REQUIREMENT: When you reach the line containing "Query: fern pinna" in the entries below, please begin setting down lines exactly, stop only after the last one, and add nothing else.

Items from a data source:
---*---
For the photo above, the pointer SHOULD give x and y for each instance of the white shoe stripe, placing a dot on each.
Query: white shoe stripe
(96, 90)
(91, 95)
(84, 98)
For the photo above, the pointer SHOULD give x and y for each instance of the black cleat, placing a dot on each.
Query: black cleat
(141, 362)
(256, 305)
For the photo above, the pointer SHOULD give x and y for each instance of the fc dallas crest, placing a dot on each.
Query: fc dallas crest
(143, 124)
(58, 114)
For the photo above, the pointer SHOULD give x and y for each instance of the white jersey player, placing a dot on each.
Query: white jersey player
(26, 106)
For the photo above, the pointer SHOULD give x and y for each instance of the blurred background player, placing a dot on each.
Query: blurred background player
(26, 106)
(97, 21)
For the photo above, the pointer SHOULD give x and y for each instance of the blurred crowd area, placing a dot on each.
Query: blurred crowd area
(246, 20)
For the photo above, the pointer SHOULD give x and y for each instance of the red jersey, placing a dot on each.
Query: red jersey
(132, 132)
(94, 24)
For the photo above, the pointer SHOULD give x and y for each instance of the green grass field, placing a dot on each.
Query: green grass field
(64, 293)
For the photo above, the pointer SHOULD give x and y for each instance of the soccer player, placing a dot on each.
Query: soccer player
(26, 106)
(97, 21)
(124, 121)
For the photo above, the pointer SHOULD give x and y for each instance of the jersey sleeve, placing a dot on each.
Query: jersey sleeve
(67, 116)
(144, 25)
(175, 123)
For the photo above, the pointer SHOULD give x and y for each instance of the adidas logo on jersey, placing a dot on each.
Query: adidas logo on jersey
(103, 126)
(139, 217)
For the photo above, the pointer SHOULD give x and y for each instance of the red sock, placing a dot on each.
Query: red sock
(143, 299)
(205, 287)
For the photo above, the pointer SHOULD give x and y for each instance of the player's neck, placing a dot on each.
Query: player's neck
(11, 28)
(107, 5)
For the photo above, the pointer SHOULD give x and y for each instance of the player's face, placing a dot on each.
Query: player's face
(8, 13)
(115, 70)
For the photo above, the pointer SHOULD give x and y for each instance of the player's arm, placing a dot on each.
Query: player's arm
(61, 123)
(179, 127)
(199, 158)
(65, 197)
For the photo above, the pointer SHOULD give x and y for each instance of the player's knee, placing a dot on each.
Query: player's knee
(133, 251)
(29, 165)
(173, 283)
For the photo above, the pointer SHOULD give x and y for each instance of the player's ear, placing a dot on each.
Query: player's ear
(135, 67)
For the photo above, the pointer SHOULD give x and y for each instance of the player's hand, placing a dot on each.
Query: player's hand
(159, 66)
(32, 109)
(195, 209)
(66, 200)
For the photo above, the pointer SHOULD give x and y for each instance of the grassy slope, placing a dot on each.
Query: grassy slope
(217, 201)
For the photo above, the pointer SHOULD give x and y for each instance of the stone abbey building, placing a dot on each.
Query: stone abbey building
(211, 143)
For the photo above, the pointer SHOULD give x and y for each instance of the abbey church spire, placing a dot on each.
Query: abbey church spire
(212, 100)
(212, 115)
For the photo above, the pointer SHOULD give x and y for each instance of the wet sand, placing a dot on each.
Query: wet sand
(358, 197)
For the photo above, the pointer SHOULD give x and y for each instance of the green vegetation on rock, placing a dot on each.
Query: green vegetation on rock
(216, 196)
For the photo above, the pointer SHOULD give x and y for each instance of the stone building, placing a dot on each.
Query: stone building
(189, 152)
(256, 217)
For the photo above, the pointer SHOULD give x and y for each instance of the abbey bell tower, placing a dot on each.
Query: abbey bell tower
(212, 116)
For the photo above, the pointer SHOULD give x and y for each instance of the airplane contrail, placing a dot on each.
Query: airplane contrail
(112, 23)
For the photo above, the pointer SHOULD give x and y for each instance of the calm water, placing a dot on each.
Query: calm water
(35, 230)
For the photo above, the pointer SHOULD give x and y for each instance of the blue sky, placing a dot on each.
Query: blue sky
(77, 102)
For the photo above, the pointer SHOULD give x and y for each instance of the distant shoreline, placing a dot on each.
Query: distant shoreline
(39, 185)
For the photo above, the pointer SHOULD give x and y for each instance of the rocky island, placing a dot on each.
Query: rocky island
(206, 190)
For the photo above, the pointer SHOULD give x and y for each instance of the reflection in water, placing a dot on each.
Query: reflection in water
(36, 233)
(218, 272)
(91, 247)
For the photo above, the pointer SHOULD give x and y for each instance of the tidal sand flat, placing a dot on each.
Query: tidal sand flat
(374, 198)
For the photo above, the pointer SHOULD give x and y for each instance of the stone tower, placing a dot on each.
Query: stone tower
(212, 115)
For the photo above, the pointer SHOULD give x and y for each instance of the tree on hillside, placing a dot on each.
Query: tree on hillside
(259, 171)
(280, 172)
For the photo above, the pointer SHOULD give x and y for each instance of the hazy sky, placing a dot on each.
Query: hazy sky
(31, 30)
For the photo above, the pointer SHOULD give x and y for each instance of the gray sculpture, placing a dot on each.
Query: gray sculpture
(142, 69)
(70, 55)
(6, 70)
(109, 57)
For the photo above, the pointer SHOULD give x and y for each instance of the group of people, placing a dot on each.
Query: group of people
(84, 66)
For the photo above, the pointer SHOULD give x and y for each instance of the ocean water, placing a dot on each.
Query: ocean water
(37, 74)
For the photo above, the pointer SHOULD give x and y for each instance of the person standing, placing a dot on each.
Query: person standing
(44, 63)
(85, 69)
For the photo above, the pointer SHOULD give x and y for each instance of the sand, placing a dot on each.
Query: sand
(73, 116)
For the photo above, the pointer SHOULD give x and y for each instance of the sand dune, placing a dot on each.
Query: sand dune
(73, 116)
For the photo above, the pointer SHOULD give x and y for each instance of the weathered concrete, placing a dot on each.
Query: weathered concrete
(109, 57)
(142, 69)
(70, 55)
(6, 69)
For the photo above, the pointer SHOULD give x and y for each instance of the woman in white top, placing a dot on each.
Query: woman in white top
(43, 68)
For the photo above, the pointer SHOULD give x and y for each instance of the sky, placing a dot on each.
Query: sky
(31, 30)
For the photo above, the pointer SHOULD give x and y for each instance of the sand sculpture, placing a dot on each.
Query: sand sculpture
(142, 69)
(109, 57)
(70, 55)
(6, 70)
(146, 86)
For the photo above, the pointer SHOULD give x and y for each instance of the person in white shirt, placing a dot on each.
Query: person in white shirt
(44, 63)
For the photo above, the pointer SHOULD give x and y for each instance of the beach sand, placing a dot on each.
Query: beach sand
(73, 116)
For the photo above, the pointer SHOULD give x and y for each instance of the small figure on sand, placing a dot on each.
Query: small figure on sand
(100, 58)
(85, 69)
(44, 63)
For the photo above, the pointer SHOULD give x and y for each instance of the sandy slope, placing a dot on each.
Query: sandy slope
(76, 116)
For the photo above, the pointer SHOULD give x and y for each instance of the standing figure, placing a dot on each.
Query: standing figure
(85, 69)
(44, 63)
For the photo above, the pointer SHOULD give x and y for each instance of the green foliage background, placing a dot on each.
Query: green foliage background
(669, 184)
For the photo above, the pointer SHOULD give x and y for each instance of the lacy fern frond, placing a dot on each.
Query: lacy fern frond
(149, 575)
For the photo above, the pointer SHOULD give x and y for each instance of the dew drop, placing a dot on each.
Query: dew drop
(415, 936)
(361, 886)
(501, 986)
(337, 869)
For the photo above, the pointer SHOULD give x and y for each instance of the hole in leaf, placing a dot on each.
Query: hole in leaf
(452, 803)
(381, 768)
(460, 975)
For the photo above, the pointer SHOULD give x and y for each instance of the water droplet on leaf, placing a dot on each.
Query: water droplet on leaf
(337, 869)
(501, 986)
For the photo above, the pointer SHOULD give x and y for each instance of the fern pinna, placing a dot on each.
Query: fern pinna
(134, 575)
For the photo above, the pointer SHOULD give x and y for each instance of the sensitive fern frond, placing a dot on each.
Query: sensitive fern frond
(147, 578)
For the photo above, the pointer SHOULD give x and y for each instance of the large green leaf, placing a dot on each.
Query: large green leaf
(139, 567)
---*---
RESULT:
Query: fern pinna
(134, 575)
For the photo above, the pointer SHOULD give x and y for each instance of the sensitive fern frond, placing a dot on each.
Query: sensitive fern frond
(147, 578)
For the photo above, the pointer SHOULD give x and y for each instance of the large green leaf, placing a dot on each.
Query: large green leaf
(139, 567)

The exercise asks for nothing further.